— STATED GOAL 1 —
From the meeting notes, reproduce the text between "Presenter: J. Gerbesiotis" and "the SQL2XML adapter.", inclusive.
— STATED GOAL 2 —
According to the meeting notes, what is the medium-term plan for the Storage Management Lib?

— PASSAGE GIVEN —
/---

8th TCom Meeting: 4th February 2014 Discussions and Notes

From D4Science Wiki
Jump to: navigation, search

8th TCom Meeting: Agenda

8th TCom Meeting: Participants

Join Live: https://plus.google.com/hangouts/_/7ecpiv9rbp9k7j23bktfanoiqs?authuser=0

WP9 - Data Access

Presenter: Massimiliano Assante (CNR) - Slides

  • New Home Library features in gCube 3.0

This has implications on all the clients of the HL, clients have to deal with ACLs.

The folder created to store search results should be a "non removal" folder, applications can set the privileges they want.

Think about the possibility to index the user workspace via the NKUA machinery. It is needed an approach to (incrementally) harvest the workspace content and to cope with the workspace evolving space.

The new version of the HL is backward compatible, however the requested changes are minor.

The medium-term plan is to replace the Storage Management Lib with the HL, because of a number of facilities offered by the HL including policy management.

WP9 - Data Transfer

Presenter: M. Simon (CERN) - Slides

  • Overview of the enhancement on the Storage Manager portlet and demo
  • Presentation of the Service and API in order to stimulate integration with the rest of the system

The facility should be revised to deal with the new version of HL, namely ACL.

The layout should be revised, with the goal to serve an average user, e.g. to simplify the offered options.

Since WP9 is over, they are planning to report the activity in WP11 and WP5 (to check).

In the case of Scheduled Transfer it would be nice to implement a filter on the transferred data to only transfer changed files for every scheduled run.

CERN is going to check the effort to implement this change.

WP10 - Data Retrieval

Presenter: A. Antoniadis (NKUA) - Slides

  • Federated Search Status and Plan

WP10 - Data Ingestion

Presenter: J. Gerbesiotis (NKUA) - Slides

It might be useful to decouple DB access information (e.g. JDBC) from data schema information while configuring the SQL2XML adapter.

  • A ticket has been created for this #2600;

An approach to access the actual payload should be envisaged. It is currently based on IDs.

The priority should be given to:

  • data sources that we do not serve yet including:
    • Biodiversity data, via SPD and DarwinCore-Archive files;
    • GIS data sources, e.g. via GeoNetwork that means CSW;
  • These options should be investigated.

\---

— INFORMATION SUPPLIED —
/---

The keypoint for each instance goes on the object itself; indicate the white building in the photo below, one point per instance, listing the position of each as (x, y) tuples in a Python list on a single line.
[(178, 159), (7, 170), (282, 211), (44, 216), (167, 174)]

\---

— FULL OUTPUT 1 —
Presenter: J. Gerbesiotis (NKUA) - Slides

It might be useful to decouple DB access information (e.g. JDBC) from data schema information while configuring the SQL2XML adapter.

— FULL OUTPUT 2 —
The plan is to replace it with the HL, because of a number of facilities the HL offers, including policy management.